Studio album by Cosmic Baby
- Released: 1994
- Studio: Highlights Studio Berlin
- Genre: Techno, trance, house, chill-out, electro
- Length: 72:27
- Label: Logic Records LOC LP 10 Time Out of Mind Records
- Producer: Cosmic Baby

Cosmic Baby chronology
| Stellar Supreme (1992) | Thinking About Myself (1994) | Fourteen Pieces: Selected Works 1995 (1996) |

= Thinking About Myself =

Thinking About Myself is a studio album by German techno/trance artist Cosmic Baby which was released in 1994. It is Cosmic Baby's second studio album.

_____

→ REQUIREMENT A:
Please arrange the records as a numbered list, starting at the line that contains "of the paved" and continuing through the end of the records, with blank lines and pictures left out.
The records below are unrelated to the album entry above.

(Items from a data source)

_____

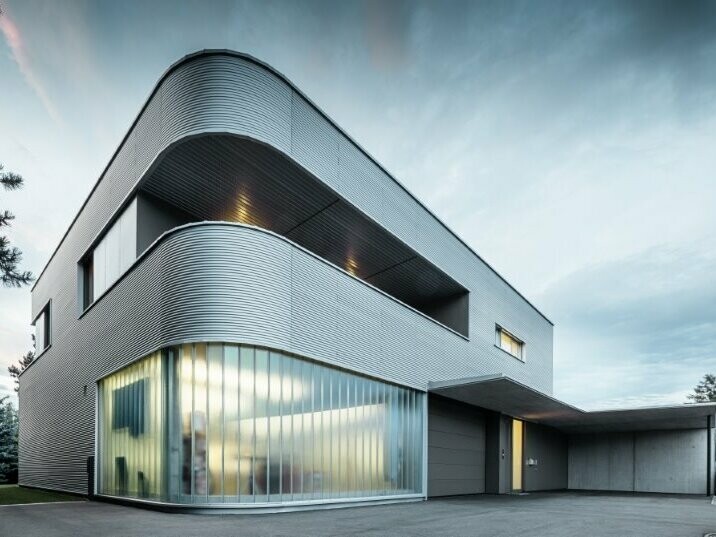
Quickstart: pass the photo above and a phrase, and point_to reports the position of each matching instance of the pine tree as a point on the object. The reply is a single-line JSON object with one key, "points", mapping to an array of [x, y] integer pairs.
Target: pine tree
{"points": [[22, 364], [8, 441], [10, 256], [705, 391]]}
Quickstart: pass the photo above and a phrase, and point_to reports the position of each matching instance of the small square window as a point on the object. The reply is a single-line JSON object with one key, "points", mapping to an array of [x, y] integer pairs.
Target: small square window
{"points": [[509, 343]]}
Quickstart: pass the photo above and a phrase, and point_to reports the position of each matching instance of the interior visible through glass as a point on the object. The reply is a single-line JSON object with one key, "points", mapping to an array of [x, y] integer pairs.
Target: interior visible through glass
{"points": [[246, 424]]}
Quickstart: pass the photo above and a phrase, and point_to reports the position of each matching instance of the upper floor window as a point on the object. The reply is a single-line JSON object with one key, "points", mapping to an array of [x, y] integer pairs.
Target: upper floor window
{"points": [[509, 343], [111, 257], [42, 330]]}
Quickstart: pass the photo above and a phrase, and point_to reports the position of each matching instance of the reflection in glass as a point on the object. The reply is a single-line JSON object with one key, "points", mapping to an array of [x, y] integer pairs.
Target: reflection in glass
{"points": [[130, 440], [251, 425]]}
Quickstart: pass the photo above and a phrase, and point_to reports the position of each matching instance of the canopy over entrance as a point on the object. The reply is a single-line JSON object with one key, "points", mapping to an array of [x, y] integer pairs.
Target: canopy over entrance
{"points": [[503, 394]]}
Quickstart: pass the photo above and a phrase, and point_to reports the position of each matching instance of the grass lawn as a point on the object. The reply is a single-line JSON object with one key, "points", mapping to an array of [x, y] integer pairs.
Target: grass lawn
{"points": [[12, 494]]}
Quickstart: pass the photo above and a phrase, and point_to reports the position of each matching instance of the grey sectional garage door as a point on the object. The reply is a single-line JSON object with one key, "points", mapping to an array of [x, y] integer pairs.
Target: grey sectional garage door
{"points": [[456, 448]]}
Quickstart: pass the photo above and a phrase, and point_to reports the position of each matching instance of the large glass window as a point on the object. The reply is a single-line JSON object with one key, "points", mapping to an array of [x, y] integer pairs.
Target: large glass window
{"points": [[253, 425], [132, 431]]}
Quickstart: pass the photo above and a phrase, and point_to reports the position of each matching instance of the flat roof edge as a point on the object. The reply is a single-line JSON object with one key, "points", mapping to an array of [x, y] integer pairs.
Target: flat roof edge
{"points": [[228, 52]]}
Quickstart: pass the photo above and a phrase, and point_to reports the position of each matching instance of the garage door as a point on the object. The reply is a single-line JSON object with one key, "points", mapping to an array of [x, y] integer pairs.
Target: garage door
{"points": [[456, 448]]}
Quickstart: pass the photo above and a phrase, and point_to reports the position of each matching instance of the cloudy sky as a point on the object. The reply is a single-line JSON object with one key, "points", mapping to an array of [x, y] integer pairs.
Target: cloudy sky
{"points": [[571, 144]]}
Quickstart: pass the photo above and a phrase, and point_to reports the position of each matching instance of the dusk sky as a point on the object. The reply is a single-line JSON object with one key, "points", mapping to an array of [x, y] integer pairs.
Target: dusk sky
{"points": [[572, 145]]}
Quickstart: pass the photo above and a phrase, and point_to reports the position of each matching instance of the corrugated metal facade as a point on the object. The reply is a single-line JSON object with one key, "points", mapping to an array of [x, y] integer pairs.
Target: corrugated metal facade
{"points": [[232, 283]]}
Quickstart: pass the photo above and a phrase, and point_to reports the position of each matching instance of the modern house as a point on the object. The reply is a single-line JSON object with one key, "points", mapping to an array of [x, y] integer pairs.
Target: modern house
{"points": [[248, 311]]}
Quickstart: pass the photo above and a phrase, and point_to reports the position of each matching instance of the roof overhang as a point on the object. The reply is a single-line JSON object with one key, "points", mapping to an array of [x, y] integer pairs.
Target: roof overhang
{"points": [[503, 394]]}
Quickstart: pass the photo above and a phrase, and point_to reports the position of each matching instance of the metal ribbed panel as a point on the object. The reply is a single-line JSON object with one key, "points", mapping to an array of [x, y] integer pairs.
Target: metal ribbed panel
{"points": [[222, 92], [222, 282]]}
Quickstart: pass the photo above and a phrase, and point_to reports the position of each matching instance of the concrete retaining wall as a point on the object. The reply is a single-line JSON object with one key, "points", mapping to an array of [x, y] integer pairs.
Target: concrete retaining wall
{"points": [[649, 461]]}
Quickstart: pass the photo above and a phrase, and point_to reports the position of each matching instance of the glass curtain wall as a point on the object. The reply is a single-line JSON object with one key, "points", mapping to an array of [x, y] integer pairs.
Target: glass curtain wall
{"points": [[252, 425], [132, 431]]}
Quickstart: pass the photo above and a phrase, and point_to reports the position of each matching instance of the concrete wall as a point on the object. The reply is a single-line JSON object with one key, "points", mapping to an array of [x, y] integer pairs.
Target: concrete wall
{"points": [[456, 448], [649, 461], [549, 447]]}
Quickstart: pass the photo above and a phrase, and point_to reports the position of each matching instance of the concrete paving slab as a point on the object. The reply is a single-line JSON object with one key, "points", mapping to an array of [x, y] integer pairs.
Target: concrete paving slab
{"points": [[544, 514]]}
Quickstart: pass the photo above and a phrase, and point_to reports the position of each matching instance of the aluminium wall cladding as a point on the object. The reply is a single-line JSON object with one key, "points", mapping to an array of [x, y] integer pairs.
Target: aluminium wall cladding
{"points": [[227, 92], [641, 461]]}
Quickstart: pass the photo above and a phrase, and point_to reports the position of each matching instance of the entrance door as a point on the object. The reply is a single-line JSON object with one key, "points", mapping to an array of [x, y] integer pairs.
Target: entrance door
{"points": [[517, 445]]}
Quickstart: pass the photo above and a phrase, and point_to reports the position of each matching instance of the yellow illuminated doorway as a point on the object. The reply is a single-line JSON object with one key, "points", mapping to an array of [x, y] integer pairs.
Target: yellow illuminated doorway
{"points": [[517, 443]]}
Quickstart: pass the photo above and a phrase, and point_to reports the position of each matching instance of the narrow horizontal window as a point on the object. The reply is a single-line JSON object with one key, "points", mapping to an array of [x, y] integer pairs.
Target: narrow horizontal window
{"points": [[509, 343]]}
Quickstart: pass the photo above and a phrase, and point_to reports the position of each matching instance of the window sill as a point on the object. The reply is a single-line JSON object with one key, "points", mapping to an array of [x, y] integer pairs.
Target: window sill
{"points": [[510, 354]]}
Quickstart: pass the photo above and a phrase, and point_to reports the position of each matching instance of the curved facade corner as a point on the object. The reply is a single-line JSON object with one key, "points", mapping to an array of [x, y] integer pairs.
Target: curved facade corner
{"points": [[259, 308]]}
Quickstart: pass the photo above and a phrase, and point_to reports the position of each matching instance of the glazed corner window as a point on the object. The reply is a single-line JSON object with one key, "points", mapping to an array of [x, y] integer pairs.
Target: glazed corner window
{"points": [[509, 343], [111, 257], [42, 330]]}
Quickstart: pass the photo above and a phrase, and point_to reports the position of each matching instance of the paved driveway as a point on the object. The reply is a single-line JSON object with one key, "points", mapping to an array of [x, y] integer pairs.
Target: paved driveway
{"points": [[545, 514]]}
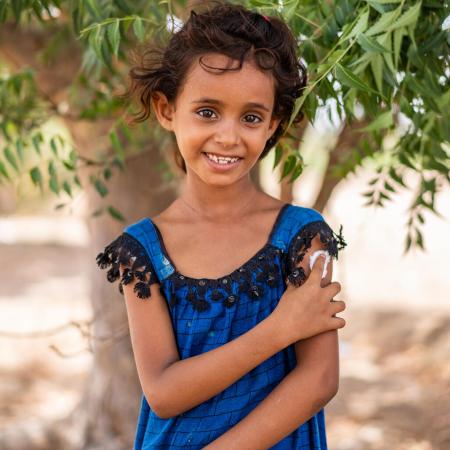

_____

→ REQUIREMENT B:
In the album entry, which studio is listed for Thinking About Myself?

→ EXERCISE RESULT A:
1. Quickstart: pass the photo above and a phrase, and point_to reports the position of each matching instance of the paved driveway as a point on the object. The reply is a single-line JSON object with one key, "points", mapping to an array of [x, y] integer pairs.
2. Target: paved driveway
3. {"points": [[545, 514]]}

→ EXERCISE RESULT B:
Highlights Studio Berlin